Records for this task =
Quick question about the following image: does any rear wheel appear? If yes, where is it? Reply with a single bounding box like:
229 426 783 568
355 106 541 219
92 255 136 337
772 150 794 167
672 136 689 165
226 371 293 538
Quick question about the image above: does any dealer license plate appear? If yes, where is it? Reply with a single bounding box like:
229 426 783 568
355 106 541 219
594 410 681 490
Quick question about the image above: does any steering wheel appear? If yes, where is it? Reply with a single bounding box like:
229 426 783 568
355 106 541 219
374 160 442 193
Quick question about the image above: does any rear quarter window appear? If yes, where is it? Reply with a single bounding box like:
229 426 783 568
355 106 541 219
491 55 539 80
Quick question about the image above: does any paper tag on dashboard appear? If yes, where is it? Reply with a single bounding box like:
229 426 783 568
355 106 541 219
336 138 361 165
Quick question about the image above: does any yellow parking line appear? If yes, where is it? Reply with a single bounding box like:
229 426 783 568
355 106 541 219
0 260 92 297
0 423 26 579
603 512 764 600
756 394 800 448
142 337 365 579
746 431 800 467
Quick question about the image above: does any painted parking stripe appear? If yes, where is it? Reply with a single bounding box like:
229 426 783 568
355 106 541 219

Instructions to follow =
Rewrite the listing above with every occurrence of "Quick question" changed to "Short question", keeping all other text identical.

The answer =
Short question about the following image: does any rear wheel appear? If yes, where is it? Reply with a single bounding box like:
229 426 783 568
355 106 541 219
92 255 136 337
772 150 794 167
672 136 689 165
226 371 293 538
Short question about the image above: does any dealer license plate appear? If yes, where is it? Reply with a single bounding box like:
229 426 783 568
355 106 541 219
594 410 681 490
Short question about the image above: does any steering wheel appear? If yes, where is it? Reply with a single bounding box like:
229 426 783 568
355 106 541 219
374 160 442 193
Short question about the image above: does any rear quarter window appear? If yes, where is it? Reply with a single bounding box like:
229 426 783 568
355 106 541 219
491 55 539 80
Short question about the image above: does any paper tag on dashboard appear? If yes, where is it? Reply with a single bounding box like:
229 426 783 568
355 106 541 219
336 138 361 165
Short question about the image above: does any yellow parking line appear? If yes, where is it? Reply with a single bounding box like:
229 426 783 568
355 106 541 219
0 260 92 297
0 423 26 579
603 512 764 600
756 394 800 448
142 337 365 579
746 431 800 467
Short question about the image above: does any painted parking stripe appear? If yes, where is it? Reply with a single bounding box like:
229 426 783 568
355 106 541 219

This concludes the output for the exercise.